### Exercise aim
Recast the listing as a numbered list, from its first line through the line containing "438L418 447H435L440 436L436", with blank lines dropped. Leave the pictures out of your answer.
━━━━━ Data section
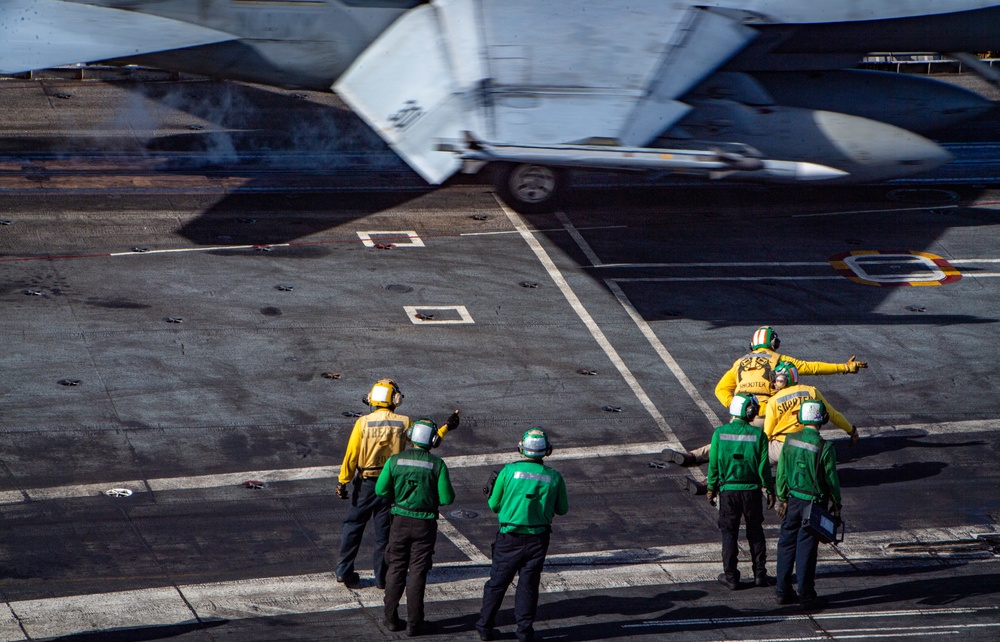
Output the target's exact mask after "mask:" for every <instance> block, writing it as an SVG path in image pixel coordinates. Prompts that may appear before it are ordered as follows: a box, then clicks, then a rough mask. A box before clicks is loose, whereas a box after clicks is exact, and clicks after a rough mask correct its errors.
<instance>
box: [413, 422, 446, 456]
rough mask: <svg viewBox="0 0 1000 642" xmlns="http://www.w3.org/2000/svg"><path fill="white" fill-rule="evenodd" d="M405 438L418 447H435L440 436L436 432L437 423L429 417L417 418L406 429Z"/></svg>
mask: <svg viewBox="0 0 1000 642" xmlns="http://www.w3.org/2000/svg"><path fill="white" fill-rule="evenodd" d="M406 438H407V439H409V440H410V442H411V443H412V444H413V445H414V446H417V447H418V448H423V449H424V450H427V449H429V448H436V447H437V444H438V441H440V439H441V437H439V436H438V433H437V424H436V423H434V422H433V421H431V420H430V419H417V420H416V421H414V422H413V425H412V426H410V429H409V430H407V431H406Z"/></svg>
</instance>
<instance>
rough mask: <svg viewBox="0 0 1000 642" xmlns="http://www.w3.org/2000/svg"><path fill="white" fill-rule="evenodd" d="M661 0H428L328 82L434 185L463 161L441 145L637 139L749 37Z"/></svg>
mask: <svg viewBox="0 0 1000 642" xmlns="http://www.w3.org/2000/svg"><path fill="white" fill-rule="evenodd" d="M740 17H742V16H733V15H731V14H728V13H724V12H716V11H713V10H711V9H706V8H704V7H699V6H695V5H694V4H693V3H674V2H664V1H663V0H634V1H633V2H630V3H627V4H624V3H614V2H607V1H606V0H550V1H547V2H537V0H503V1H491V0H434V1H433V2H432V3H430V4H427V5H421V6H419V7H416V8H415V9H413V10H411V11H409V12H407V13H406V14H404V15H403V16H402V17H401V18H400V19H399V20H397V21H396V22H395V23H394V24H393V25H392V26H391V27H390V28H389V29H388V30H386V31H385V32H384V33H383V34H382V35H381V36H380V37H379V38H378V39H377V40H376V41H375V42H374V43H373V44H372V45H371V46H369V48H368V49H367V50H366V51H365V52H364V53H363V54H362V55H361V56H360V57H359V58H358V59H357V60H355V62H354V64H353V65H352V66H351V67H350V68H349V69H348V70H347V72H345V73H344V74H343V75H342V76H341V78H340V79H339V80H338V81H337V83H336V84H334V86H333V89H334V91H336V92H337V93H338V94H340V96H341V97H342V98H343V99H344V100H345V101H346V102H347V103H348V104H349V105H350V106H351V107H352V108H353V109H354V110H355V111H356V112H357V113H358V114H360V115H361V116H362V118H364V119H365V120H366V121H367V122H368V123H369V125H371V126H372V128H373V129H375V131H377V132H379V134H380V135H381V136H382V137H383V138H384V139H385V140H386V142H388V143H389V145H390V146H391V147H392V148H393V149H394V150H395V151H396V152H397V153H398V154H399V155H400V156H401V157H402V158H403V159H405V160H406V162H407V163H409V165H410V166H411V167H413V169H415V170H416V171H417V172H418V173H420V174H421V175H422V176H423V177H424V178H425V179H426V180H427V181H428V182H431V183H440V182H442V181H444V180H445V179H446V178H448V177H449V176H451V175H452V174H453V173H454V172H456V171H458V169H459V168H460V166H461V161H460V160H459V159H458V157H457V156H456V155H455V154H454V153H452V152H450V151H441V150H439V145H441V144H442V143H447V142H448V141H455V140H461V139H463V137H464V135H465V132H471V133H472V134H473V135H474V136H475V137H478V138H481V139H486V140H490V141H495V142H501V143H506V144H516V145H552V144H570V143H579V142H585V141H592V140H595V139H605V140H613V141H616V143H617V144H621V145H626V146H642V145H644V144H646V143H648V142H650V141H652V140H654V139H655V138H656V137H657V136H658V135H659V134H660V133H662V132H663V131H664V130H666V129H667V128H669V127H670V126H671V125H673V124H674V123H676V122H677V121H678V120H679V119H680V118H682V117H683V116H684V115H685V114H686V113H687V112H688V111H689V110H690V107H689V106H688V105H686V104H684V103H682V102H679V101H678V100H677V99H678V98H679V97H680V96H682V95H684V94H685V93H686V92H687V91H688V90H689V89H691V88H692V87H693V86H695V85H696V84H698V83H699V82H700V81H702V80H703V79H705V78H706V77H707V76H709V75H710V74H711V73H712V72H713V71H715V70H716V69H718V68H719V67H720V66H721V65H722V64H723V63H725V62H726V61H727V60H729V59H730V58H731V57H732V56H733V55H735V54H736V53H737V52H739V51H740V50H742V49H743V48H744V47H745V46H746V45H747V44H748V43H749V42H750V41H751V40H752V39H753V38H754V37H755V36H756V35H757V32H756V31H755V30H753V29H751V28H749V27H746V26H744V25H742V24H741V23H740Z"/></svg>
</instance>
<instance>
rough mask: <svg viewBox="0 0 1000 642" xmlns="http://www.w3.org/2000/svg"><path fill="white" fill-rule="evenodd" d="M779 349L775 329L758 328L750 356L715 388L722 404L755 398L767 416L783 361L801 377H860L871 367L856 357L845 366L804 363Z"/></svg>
━━━━━━━━━━
### Task solution
1. Output the target's exact mask after "mask:" for every <instance> block, writing it as an SVG path in image pixel coordinates. Prompts that may appear before it are ordered as follows: a box, then clicks, then a rough mask. A box before clicks is loose, whereas a box after clicks is exact, and clicks after a rough mask correct its errors.
2. <instance>
3. box: [413, 422, 446, 456]
4. rough mask: <svg viewBox="0 0 1000 642" xmlns="http://www.w3.org/2000/svg"><path fill="white" fill-rule="evenodd" d="M405 438L418 447H435L440 436L436 432L437 423L429 417L417 418L406 429Z"/></svg>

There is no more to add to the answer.